| Exercise goal |
Find each line in the items below that contains the string "emblem", and copy those lines out in full.

(Coordinate annotation entries)
★ ★ ★ ★ ★

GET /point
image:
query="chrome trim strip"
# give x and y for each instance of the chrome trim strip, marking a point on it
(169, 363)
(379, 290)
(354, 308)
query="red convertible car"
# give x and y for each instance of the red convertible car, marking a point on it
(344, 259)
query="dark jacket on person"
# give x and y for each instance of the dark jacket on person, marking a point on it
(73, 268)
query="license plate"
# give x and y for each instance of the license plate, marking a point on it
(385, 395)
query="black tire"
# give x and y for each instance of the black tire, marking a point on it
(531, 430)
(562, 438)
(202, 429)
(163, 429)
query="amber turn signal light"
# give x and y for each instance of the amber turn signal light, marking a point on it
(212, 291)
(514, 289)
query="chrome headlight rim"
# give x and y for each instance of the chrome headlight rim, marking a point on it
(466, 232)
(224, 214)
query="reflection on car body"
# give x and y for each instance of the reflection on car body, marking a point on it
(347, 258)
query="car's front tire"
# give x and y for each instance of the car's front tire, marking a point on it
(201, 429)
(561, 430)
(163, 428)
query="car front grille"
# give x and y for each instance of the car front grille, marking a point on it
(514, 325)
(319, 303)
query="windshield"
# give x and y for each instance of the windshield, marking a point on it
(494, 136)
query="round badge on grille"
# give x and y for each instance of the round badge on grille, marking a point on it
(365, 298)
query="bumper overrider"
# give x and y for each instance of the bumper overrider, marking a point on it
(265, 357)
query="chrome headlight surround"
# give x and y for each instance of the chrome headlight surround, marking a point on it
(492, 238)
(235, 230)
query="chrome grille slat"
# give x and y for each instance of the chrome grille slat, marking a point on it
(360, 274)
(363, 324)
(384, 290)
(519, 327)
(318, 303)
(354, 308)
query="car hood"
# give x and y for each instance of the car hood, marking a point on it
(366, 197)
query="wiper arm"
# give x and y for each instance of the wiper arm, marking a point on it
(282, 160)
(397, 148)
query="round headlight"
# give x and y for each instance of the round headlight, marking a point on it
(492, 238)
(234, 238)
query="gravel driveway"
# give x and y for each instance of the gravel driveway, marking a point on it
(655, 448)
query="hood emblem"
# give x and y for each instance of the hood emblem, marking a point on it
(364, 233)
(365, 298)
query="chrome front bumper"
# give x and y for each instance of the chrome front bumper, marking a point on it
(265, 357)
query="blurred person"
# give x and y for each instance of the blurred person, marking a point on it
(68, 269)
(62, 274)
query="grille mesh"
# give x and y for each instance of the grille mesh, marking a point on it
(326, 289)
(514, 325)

★ ★ ★ ★ ★

| Task solution |
query="hood emblem"
# give x and y for each instance of the hood emblem, marking a point on it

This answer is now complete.